====== GIVEN DATA
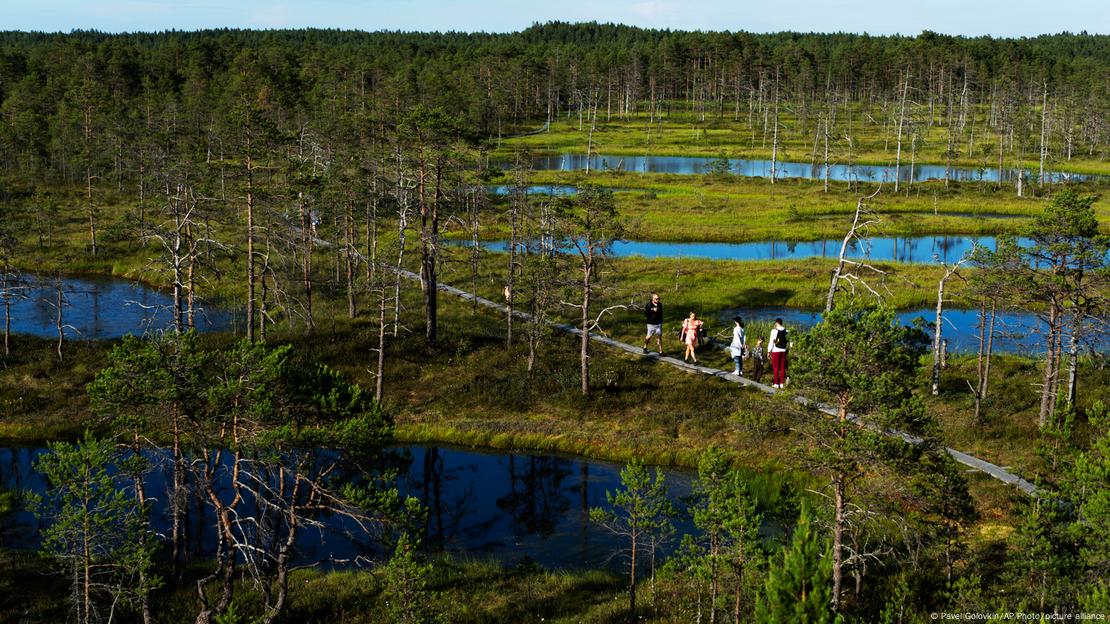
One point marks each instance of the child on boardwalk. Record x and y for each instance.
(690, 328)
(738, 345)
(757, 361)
============
====== GIVEN DATA
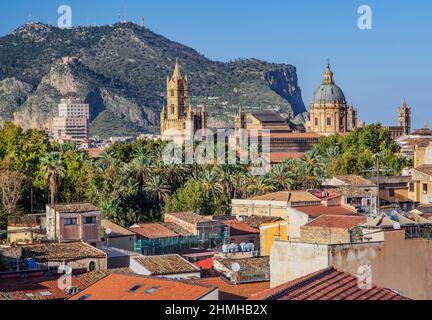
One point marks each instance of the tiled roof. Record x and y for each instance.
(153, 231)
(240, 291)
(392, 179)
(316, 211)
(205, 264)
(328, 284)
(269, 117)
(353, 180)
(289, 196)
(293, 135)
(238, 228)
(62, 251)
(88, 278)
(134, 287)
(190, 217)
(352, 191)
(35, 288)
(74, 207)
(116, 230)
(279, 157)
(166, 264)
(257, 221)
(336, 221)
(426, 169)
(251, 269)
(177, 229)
============
====== GIVEN DATA
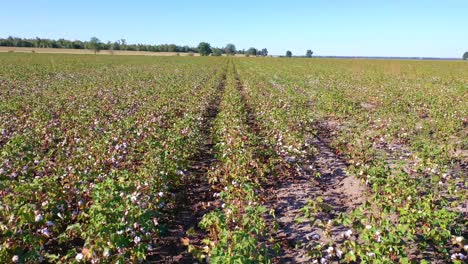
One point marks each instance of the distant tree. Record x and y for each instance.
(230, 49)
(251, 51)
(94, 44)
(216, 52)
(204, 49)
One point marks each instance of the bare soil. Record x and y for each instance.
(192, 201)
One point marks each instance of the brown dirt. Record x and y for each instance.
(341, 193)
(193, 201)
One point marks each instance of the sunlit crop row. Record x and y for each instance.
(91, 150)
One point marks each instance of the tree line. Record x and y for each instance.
============
Could you copy out the listing word for word, starting at the line that contains "One point marks each instance of the sunlit" and stopping after the line that contains "One point marks each instance of the tree"?

One point marks each instance of the sunlit crop row. Record x and y for each instance.
(91, 150)
One point marks each instance of the tree line. Record x and y for each instance.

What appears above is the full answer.